Clark offers a crucial qualification: "Though some AI systems have been used to build chips, they've been typically highly specialized, or stuck inside incredibly good scaffolds for eliciting good chip design behavior and stopping them from causing problems." He adds, "I can't escape the feeling that there's a scaffold for 'being good at Verilog' which a contemporary AI system might be able to build if asked to and which would radically improve performance of systems on this benchmark."
Critics might note the benchmark tests out-of-the-box performance without specialized scaffolding. Industrial deployments rarely use raw models without extensive fine-tuning and guardrails.
Mathematics: 700 Candidates, One Genuine Solution
Google DeepMind and collaborators used an internal Gemini-based system called Aletheia to tackle 700 remaining open Erdős mathematical conjectures. The numbers tell a story about automation's limits.
Aletheia surfaced 200 candidate solutions. Human grading slimmed this to 63 correct responses. Further expert evaluation reduced this to 13 solves deemed "correct meaningful responses." Clark explains, "The remaining 50 of Aletheia's correct solutions were technically valid but mathematically meaningless because the problem statements were interpreted in a way that did not capture Erdős intent, often (but not always) leading to trivial solutions."

[Stored data entries]
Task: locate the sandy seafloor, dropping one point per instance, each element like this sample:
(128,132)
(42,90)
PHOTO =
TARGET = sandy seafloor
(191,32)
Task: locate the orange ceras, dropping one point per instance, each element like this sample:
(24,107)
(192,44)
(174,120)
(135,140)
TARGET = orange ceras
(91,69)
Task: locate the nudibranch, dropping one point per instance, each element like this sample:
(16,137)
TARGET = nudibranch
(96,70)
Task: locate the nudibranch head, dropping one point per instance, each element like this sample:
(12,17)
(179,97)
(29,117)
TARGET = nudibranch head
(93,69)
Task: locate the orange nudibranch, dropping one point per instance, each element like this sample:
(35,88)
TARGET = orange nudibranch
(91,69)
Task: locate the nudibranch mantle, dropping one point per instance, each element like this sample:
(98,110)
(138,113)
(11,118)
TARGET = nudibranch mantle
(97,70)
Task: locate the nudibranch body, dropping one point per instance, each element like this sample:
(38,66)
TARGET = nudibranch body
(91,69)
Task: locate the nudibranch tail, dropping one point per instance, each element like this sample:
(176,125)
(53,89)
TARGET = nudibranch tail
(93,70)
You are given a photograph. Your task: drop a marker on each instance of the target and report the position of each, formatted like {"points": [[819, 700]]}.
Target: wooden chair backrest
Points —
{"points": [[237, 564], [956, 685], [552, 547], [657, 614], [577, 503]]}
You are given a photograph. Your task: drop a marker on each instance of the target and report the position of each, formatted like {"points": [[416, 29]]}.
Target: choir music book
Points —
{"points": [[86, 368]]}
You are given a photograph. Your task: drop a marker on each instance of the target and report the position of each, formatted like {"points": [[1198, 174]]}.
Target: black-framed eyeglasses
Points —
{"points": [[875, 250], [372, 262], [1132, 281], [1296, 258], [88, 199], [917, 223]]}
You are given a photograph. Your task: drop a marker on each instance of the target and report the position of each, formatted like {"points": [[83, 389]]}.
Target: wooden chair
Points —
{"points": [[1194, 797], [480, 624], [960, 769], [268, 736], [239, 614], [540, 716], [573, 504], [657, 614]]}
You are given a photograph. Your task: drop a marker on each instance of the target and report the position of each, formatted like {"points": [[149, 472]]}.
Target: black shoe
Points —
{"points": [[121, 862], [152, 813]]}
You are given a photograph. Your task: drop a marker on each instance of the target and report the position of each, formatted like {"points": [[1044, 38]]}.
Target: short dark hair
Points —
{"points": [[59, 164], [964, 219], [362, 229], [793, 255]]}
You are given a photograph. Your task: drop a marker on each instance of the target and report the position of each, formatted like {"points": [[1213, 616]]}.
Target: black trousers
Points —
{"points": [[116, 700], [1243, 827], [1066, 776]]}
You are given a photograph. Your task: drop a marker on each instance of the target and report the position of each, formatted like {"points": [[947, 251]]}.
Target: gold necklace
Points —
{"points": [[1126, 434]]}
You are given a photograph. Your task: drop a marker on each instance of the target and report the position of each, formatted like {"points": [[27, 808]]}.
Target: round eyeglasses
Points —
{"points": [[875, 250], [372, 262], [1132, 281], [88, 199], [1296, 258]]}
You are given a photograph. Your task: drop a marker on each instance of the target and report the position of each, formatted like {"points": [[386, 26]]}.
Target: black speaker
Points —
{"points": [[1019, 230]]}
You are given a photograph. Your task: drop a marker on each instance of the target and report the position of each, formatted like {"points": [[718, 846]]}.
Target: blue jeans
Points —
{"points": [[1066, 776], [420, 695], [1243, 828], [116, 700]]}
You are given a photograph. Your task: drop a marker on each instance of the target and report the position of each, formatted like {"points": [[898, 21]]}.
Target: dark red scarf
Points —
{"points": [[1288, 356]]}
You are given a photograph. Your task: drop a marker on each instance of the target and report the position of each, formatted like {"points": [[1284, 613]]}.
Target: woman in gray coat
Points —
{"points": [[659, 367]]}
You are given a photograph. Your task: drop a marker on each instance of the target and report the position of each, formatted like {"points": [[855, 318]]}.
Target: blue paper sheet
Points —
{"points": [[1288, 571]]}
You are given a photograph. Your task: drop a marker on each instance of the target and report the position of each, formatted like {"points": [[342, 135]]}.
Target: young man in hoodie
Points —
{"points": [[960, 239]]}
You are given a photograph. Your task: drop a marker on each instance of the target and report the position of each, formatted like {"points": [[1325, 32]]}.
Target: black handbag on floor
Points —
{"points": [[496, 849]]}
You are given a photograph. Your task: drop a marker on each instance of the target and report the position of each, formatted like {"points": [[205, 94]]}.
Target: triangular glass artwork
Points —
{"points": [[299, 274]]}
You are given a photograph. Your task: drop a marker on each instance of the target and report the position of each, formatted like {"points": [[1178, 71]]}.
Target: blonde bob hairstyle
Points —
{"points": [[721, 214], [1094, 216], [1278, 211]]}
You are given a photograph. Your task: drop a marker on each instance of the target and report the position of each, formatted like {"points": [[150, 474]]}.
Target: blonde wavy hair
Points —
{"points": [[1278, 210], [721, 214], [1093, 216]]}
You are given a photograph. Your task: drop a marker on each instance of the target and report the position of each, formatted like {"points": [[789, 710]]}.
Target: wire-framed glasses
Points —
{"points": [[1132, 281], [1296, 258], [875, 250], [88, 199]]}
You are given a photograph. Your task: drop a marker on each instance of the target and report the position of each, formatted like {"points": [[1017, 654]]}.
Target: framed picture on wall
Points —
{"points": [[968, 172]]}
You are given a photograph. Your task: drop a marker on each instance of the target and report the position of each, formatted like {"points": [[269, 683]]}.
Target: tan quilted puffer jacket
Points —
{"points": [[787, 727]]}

→ **Exercise instructions**:
**a.** In the passage on AI in chip design and mathematics, how would the section from "Clark offers a" up to and including "fine-tuning and guardrails." read if you changed "benchmark" to "test suite"? Write out that section with the change.
**b.** According to the passage on AI in chip design and mathematics, why were 50 of Aletheia's correct solutions not counted as meaningful? Answer in one to three sentences.

→ **Expected results**:
**a.**
Clark offers a crucial qualification: "Though some AI systems have been used to build chips, they've been typically highly specialized, or stuck inside incredibly good scaffolds for eliciting good chip design behavior and stopping them from causing problems." He adds, "I can't escape the feeling that there's a scaffold for 'being good at Verilog' which a contemporary AI system might be able to build if asked to and which would radically improve performance of systems on this test suite."
Critics might note the test suite tests out-of-the-box performance without specialized scaffolding. Industrial deployments rarely use raw models without extensive fine-tuning and guardrails.

**b.** They were technically valid but mathematically meaningless because the problem statements had been interpreted in a way that did not capture Erdős's intent. This often, though not always, led to trivial solutions.